**Job item:**
Repeat everything from the start of the records down to the line containing "box: [3, 0, 70, 29]", with both ends included.

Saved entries
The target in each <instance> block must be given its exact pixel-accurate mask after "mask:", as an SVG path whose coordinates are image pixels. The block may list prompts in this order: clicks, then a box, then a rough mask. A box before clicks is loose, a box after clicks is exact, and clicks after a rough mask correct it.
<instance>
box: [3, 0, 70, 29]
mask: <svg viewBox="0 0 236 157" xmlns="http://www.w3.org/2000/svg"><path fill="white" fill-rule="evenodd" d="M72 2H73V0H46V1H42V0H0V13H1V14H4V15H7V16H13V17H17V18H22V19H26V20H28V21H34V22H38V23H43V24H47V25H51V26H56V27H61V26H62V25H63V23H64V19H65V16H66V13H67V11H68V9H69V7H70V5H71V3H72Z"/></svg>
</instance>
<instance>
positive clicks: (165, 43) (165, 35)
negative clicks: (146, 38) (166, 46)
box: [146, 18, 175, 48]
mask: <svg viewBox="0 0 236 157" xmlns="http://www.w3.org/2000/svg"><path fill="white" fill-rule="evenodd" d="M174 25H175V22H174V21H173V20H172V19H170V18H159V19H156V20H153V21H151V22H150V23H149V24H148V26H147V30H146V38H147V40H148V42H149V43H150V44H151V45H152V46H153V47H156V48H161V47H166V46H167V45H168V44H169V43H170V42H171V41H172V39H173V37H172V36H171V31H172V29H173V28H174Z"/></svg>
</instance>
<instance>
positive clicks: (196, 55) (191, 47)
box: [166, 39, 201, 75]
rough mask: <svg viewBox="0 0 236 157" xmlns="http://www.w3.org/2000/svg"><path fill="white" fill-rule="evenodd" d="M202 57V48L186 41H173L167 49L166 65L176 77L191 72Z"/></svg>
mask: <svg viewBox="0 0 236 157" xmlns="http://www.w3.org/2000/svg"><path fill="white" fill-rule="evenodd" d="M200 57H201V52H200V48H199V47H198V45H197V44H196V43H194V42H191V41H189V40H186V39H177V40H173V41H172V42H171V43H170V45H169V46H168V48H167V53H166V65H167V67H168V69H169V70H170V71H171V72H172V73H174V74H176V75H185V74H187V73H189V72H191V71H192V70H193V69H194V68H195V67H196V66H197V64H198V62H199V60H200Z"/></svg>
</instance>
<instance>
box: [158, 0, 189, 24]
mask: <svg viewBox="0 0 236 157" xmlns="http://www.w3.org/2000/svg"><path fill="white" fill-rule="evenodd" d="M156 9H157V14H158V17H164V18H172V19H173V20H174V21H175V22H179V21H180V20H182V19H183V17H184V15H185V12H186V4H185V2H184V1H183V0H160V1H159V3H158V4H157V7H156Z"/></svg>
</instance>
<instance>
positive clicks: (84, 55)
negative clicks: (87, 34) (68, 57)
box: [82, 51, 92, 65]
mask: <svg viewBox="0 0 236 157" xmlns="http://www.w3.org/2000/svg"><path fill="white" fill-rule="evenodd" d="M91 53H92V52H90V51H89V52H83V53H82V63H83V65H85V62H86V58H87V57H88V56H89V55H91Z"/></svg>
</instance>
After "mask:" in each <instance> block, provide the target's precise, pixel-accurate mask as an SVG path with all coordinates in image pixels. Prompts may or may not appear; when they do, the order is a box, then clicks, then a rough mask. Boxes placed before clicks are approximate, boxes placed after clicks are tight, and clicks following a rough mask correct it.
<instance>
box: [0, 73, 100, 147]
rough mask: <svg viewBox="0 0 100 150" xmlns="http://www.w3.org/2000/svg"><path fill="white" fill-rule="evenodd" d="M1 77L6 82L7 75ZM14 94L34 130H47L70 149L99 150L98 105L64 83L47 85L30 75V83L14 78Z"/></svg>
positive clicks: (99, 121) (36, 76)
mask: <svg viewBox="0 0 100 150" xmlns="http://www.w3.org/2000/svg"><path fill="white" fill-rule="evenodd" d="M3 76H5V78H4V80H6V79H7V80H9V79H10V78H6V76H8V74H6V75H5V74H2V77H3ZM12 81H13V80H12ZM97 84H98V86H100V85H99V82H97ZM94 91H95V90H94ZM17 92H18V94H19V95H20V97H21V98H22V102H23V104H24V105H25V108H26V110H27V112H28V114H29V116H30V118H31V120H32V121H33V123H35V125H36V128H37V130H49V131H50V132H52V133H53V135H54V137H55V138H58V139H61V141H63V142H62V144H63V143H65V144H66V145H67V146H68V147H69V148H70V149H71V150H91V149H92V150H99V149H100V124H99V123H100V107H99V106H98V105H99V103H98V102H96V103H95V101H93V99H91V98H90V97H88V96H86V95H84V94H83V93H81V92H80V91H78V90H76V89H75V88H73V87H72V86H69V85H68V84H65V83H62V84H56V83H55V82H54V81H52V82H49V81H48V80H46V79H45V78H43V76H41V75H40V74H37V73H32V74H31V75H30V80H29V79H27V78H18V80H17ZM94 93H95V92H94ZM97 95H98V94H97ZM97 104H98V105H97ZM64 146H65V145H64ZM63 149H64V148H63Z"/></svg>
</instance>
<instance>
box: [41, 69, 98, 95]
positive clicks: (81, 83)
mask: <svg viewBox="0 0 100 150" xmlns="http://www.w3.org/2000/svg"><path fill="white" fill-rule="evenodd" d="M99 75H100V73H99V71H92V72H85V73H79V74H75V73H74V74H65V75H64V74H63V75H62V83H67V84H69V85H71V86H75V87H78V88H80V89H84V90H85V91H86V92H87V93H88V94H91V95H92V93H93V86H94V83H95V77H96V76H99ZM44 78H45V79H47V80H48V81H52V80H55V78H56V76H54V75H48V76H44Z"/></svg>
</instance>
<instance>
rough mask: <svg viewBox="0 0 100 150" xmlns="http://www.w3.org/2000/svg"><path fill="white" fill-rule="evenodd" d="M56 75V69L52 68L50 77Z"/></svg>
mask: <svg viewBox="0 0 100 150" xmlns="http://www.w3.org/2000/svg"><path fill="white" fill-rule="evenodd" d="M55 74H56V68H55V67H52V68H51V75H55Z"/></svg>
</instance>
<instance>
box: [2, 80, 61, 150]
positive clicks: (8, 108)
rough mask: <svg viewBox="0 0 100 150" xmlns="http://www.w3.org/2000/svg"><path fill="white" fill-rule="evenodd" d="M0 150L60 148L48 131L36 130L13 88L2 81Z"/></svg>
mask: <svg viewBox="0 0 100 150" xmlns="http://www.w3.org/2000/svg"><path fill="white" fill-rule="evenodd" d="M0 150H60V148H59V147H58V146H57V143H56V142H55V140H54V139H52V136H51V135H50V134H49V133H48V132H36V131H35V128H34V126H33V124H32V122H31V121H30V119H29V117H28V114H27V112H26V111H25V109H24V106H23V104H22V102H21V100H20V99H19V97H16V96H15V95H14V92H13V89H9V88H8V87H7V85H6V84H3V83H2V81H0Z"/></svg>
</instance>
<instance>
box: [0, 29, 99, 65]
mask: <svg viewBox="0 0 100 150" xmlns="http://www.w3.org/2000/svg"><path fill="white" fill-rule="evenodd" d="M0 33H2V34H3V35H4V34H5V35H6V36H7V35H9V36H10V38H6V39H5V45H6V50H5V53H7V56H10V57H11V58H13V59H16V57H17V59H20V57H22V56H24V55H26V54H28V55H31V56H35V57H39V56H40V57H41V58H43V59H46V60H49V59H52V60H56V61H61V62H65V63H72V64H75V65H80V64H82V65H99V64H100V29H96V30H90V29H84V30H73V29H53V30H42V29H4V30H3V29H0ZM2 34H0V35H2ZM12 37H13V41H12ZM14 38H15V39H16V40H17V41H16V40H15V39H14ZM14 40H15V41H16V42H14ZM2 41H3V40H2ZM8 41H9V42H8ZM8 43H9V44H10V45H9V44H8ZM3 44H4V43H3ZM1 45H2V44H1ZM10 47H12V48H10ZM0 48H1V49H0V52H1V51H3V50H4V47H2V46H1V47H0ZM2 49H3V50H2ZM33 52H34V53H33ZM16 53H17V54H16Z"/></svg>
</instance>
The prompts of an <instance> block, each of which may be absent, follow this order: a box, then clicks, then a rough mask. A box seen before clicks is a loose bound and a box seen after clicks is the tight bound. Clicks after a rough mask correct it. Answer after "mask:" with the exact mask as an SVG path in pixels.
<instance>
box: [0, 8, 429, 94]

**Written answer:**
The target in each <instance> block must be given its exact pixel-accurate mask after "mask:", as an SVG path whose coordinates are image pixels. The block may list prompts in this order: clicks, then a box, then a rough mask. A box before clicks is loose, a box after clicks is exact, and clicks after a rough mask correct it.
<instance>
box: [3, 0, 70, 29]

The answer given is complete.